* [BRIEF 1] From the rows further down, keep only the lines that contain the string "leaf".

* [SELECTED EXCERPT]

If my understanding is correct, then it seems there follows some issues,

1 Garbage collection is needed to reclaim orphan files generated
from crashing;

Yes, but still now we haven't dive into this problem. Because
currently newstore only allow one object one file.

Anyway I guess GC isn't a big problem. journal keys should be help, is
something I missed here?


2 On spinning disks, it loses the advantages that journal makes random
  writes into sequential writes, then commits them in groups and
leverages another disk to hide the committing delay.


We need to clarify something here, for small random write workload,
newstore still need journal to make durable and shorter latency.

Although filejournal make use of write ahead to improve performance,
but journal is far away from data location in disk(partition or
preallocation file). We always need to write data to disk and the seek
distance is long I think. For newstore, actually in my best wish
journal and data could be in one allocation group in local filesystem
concept(it may be difficult though), just like a ideal fragment
implementation as expected. In other word, fragment should be
something to aggregate small writes, but we haven't make it done as
expected.

Although now newstore's random write performance is bad than
filestore, I think it's not related to design. We still have lots of
things could be apply to improve.

FWIW, newstore was looking as good or better for RBD random writes in the last set of tests I did:

http://nhm.ceph.com/newstore/8c8c5903_rbd_rados_tests.pdf


3 OVERWRITE theoretically does not benefit from this design, and the
introducing of fragment, increases the object metadata overhead. The
possibly mapping of multiple files may also slow down the object
read/write performance. OVERWRITE is the major scenario for RBD,
consequently, for cloud environment.

yes, we need to handle this thing. Actually for one object mapping to
multi file, we doesn't have a design(@sage yes? or I missed?). We may
could think of a solution to make tradeoff  :-)

This is the biggest issue holding us back right now imho. If you look at the linked graphs above, the only place we are really significantly behind filestore is on semi-large partial object overwrites. I suspect we'll have to create fragments down to some size (maybe 512k?). There was some discussion about all of this a couple of weeks ago at the weekly perf meeting.




4 By mapping an object into multiple files, potentially we can optimize
OVERWRITE by turning it also into APPEND by using small fragments,
that, actually mimic Btrfs. However, for many small writes, it may
leave many small files in the backend local file system, that may slow
down the object read/write performance, especially on spinning
disk. More importantly, I think it, to some extent, against the
philosophy of object storage, which uses a big object to store data to
reduce the metadata cost, and leaves the block management for local
file system. For a local file system, big file performance is generally
better than small file. If we introduce fragment, it looks like the
object storage self cares about the object data allocation now.

What is the community's option?

The cost of large partial overwrites in newstore is pretty expensive. I suspect we'll both need to improve how rocksdb handles it's WAL and I think introduce at least semi decently sized fragments. A simpler alternative might be to reduce the default RBD block size and try to optimize for that case. In the report I linked above there are rados bench tests at different object sizes to try to get an idea of how rbd performance at different block sizes might be bound.


Anyway, I think the core idea is we make newstore better than
filestore in most of workloads.

I agree. I think already it's showing significant enough improvement in enough cases that it's worth continuing to invest in.

* [BRIEF 2]
Answer these questions about the newstore discussion above.
(a) How many files does newstore currently allow per object?
(b) What fragment size is floated as a possible lower limit?
(c) Whose WAL handling is said to need improvement?

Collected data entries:
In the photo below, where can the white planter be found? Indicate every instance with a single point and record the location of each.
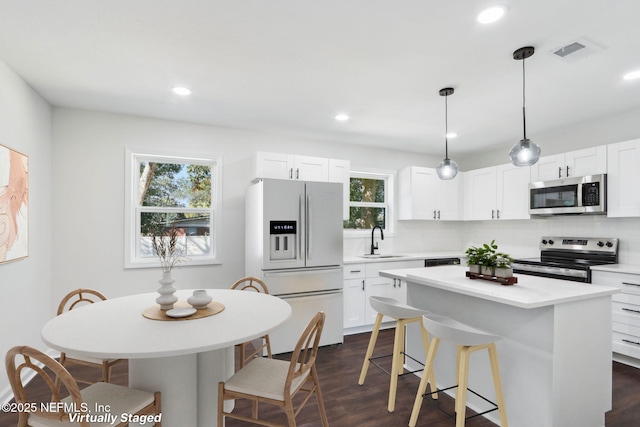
(200, 299)
(166, 291)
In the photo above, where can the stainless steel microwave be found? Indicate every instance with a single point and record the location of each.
(579, 195)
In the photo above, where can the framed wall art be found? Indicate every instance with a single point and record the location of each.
(14, 205)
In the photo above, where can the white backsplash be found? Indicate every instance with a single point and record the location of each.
(518, 238)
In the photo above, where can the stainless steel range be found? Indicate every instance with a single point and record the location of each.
(569, 258)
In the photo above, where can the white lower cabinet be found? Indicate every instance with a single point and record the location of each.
(362, 281)
(625, 311)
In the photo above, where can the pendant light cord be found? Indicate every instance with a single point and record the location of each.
(524, 119)
(446, 128)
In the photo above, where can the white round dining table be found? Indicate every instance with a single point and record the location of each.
(183, 359)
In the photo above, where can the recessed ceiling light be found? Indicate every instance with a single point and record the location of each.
(632, 75)
(491, 14)
(179, 90)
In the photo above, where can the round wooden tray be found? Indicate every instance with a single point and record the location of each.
(154, 312)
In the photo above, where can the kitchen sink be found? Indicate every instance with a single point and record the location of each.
(382, 256)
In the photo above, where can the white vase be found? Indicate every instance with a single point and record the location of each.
(200, 299)
(166, 291)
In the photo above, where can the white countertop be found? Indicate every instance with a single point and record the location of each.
(402, 256)
(529, 292)
(618, 268)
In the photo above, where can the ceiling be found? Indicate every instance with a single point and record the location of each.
(291, 65)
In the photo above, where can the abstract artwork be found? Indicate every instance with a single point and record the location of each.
(14, 205)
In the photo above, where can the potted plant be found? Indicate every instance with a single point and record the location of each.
(486, 260)
(503, 265)
(474, 256)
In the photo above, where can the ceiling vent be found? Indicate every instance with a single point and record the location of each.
(576, 50)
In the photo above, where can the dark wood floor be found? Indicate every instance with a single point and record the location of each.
(366, 406)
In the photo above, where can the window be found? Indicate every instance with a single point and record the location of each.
(166, 192)
(369, 201)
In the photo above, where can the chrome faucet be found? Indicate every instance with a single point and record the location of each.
(374, 247)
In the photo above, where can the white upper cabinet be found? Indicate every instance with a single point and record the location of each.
(512, 194)
(424, 196)
(623, 175)
(304, 168)
(589, 161)
(497, 192)
(289, 166)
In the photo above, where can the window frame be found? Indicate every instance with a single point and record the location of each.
(133, 209)
(389, 176)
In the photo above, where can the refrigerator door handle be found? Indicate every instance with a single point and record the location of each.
(308, 228)
(300, 225)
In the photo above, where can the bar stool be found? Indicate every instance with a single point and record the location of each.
(403, 314)
(468, 340)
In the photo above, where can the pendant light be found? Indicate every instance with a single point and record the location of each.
(524, 152)
(446, 169)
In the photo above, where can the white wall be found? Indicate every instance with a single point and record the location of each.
(88, 207)
(25, 126)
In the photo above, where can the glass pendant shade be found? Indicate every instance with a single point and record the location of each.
(524, 153)
(447, 169)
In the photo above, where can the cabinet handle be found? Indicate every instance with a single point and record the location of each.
(630, 284)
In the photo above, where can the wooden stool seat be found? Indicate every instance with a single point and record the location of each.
(403, 314)
(468, 339)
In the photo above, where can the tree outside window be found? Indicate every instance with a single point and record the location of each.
(172, 193)
(368, 202)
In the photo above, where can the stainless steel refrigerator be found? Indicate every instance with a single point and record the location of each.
(293, 241)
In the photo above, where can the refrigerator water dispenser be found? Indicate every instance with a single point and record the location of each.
(283, 237)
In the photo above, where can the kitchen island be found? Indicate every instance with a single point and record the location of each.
(555, 355)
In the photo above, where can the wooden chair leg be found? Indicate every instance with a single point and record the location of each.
(396, 363)
(372, 344)
(220, 404)
(321, 408)
(426, 374)
(497, 384)
(463, 380)
(425, 344)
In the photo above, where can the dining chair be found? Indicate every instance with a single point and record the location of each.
(276, 382)
(79, 407)
(258, 346)
(73, 300)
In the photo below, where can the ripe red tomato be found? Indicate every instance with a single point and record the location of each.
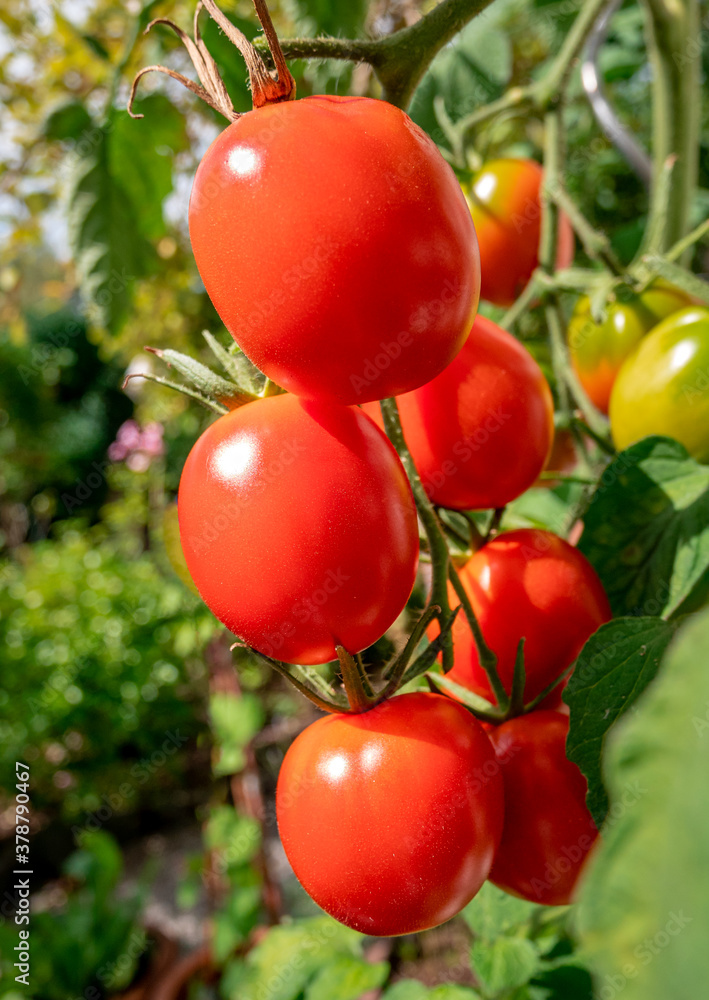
(505, 204)
(299, 527)
(598, 350)
(527, 583)
(480, 432)
(336, 246)
(390, 819)
(548, 830)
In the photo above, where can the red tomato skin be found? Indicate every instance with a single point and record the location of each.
(506, 209)
(391, 819)
(527, 583)
(481, 431)
(548, 829)
(299, 527)
(366, 276)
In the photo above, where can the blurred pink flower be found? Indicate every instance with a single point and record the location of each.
(137, 447)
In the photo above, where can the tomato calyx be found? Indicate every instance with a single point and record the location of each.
(243, 384)
(357, 694)
(265, 87)
(511, 706)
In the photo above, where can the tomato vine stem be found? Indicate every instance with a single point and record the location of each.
(437, 544)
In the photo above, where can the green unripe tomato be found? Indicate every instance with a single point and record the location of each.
(599, 349)
(663, 387)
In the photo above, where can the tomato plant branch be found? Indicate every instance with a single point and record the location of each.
(679, 276)
(595, 243)
(568, 385)
(543, 93)
(399, 60)
(437, 544)
(519, 677)
(697, 234)
(672, 31)
(359, 693)
(487, 658)
(536, 702)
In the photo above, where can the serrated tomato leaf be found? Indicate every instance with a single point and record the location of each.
(644, 910)
(613, 669)
(646, 530)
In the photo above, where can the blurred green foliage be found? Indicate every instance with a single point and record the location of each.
(89, 942)
(102, 672)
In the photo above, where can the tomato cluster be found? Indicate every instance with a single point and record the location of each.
(298, 522)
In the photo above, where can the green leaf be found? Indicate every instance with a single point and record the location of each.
(504, 964)
(647, 529)
(449, 991)
(542, 508)
(110, 250)
(644, 908)
(407, 989)
(346, 978)
(140, 155)
(288, 957)
(613, 669)
(235, 837)
(235, 721)
(413, 989)
(331, 17)
(469, 72)
(493, 913)
(67, 122)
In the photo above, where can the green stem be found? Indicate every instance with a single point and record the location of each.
(516, 706)
(595, 243)
(437, 545)
(675, 252)
(487, 658)
(529, 295)
(554, 82)
(673, 31)
(679, 276)
(400, 59)
(357, 695)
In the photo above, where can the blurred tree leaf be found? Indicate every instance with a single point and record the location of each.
(330, 17)
(613, 669)
(644, 909)
(110, 249)
(412, 989)
(346, 978)
(469, 72)
(91, 944)
(494, 912)
(121, 176)
(67, 122)
(647, 528)
(235, 721)
(505, 963)
(288, 958)
(141, 154)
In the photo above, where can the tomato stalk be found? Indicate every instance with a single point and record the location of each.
(487, 658)
(437, 544)
(672, 33)
(265, 88)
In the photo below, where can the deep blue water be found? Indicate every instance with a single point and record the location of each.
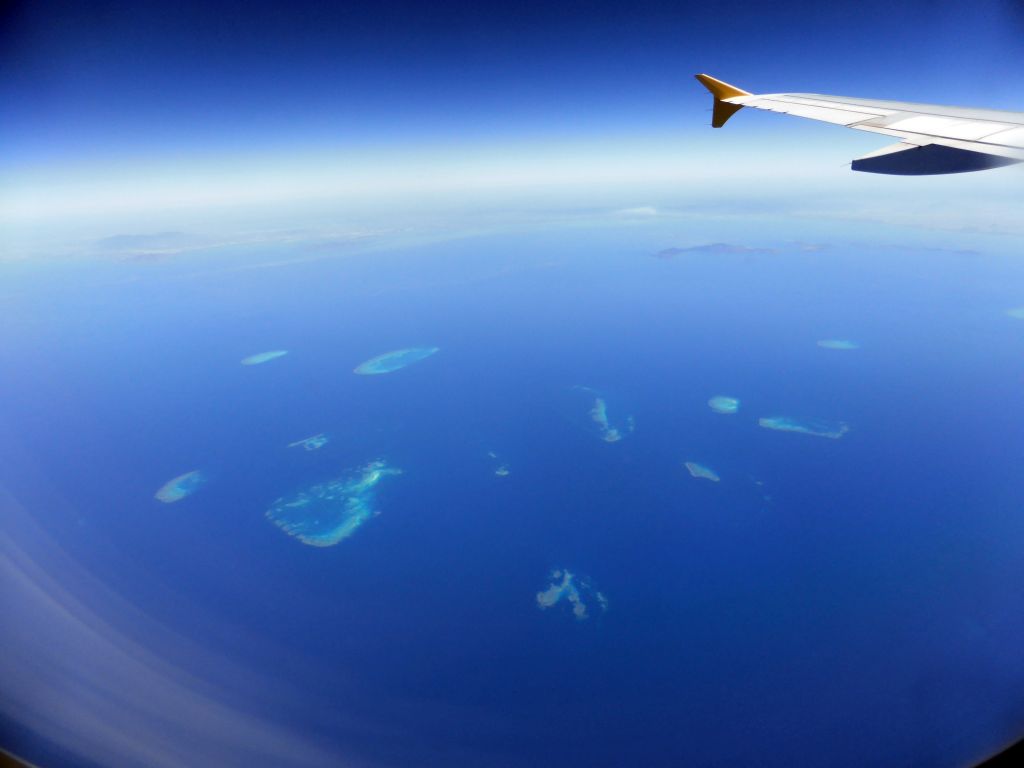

* [COMPLETE RESPONSE 1]
In the photo above, where can the serrated tomato leaf be found? Indicate every instance with a single point and record the location of each.
In the photo above, where can the green leaf be found? Indicate every instance with a single point and record the location of each.
In the photo above, where can the blurred tree leaf be found? Indicate every instance with a single point and record the location of each.

* [COMPLETE RESPONSE 2]
(a) One
(b) 512k
(c) rocksdb's